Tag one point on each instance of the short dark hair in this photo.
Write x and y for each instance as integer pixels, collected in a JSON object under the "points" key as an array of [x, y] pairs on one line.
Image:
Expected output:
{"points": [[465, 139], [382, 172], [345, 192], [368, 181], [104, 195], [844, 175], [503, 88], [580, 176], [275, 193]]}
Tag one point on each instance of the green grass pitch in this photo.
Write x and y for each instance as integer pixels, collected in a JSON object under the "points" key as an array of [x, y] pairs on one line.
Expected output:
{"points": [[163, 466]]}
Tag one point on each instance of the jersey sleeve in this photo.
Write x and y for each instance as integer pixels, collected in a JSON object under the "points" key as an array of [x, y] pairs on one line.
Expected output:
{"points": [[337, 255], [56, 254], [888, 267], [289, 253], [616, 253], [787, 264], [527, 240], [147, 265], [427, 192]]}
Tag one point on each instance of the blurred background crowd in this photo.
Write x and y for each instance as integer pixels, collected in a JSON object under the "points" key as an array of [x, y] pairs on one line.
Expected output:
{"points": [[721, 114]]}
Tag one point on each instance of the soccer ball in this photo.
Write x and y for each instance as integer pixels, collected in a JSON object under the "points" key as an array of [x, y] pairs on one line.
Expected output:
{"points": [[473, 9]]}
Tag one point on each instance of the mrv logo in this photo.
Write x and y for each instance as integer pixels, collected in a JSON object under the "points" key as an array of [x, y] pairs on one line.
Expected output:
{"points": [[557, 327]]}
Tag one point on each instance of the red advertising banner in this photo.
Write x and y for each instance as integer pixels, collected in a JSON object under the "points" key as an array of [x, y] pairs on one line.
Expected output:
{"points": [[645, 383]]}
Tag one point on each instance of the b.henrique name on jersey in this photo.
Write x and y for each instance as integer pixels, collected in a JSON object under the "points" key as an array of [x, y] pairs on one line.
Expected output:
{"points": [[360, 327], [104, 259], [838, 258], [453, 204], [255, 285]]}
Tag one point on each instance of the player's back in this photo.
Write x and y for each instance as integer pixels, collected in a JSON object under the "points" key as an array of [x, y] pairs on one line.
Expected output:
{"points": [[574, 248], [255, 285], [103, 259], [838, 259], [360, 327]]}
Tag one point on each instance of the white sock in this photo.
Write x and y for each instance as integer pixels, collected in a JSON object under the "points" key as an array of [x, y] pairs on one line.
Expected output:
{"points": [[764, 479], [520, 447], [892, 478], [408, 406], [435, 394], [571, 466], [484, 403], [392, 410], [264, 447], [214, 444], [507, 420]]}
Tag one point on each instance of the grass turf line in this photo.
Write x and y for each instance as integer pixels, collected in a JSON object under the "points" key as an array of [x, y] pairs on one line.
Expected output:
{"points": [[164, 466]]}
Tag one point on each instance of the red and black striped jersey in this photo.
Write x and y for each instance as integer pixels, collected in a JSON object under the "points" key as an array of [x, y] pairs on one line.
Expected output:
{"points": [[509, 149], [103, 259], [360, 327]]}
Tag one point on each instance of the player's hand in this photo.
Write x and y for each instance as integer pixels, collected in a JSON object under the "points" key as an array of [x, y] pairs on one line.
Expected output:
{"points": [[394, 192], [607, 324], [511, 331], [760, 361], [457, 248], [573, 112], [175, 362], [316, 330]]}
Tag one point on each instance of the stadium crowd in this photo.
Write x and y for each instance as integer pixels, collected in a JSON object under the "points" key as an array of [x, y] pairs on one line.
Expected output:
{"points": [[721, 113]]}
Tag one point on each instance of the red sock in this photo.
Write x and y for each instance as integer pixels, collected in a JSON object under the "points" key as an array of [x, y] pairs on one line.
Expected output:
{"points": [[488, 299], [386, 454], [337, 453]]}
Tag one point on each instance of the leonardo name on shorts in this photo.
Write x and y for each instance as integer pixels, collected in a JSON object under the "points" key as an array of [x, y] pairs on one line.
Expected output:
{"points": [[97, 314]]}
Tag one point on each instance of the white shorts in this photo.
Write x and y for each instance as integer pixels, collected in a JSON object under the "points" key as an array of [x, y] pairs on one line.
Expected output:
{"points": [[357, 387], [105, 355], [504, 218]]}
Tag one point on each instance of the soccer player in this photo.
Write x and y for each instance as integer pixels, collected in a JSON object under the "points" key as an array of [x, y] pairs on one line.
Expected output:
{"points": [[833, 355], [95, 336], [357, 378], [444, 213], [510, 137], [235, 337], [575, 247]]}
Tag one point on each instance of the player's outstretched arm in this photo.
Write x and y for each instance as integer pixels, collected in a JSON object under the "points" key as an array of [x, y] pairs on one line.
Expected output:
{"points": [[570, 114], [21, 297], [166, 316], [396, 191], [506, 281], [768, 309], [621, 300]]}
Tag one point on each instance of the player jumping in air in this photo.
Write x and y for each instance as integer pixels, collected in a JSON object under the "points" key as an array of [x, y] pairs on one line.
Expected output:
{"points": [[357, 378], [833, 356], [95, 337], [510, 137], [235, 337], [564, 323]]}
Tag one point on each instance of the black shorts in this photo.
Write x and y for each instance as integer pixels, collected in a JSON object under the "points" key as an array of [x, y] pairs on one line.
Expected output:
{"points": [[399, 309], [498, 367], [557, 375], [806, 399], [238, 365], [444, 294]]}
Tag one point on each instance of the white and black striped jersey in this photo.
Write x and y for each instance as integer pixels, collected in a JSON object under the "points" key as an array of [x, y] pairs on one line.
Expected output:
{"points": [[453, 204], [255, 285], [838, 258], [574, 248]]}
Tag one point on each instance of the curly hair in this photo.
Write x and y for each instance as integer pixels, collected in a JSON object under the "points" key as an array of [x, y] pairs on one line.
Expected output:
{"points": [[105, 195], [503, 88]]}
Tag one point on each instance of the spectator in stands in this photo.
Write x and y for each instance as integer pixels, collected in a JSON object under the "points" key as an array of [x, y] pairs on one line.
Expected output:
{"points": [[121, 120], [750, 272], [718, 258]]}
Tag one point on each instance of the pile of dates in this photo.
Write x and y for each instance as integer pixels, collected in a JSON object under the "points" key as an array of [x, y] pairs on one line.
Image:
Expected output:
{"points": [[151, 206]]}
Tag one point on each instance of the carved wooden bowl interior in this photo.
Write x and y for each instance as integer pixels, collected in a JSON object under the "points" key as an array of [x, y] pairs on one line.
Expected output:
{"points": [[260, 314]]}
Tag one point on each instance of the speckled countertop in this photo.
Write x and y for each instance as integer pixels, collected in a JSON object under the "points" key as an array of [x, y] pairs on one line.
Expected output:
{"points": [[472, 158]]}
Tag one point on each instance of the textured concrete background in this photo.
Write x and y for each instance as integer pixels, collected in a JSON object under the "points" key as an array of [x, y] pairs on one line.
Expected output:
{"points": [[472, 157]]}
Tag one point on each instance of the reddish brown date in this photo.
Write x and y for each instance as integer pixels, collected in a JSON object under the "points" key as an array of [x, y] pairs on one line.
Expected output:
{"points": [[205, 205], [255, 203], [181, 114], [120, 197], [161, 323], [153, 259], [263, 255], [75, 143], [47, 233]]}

* Exercise aim *
Reproduce the records from the line containing "Tag one point on each instance of the textured" through the end, with "integer pixels" replaced by "whole-number pixels" and every other character left as it stands.

* Response *
Tag one point on each instance of the textured concrete background in this photo.
Write x and y for each instance as whole-number pixels, collected in a JSON object under the "points" key as an array of [x, y] pairs on one line.
Expected output:
{"points": [[472, 157]]}
Tag one point on each instance of the reddish brown date in this photo.
Write x and y for each instance as whole-number pixels, collected in a JSON object under the "points" key as an array of [x, y] pairs on one line.
Expected output:
{"points": [[205, 205], [255, 203], [181, 114], [120, 197], [161, 323], [153, 259], [263, 255], [75, 143], [47, 233]]}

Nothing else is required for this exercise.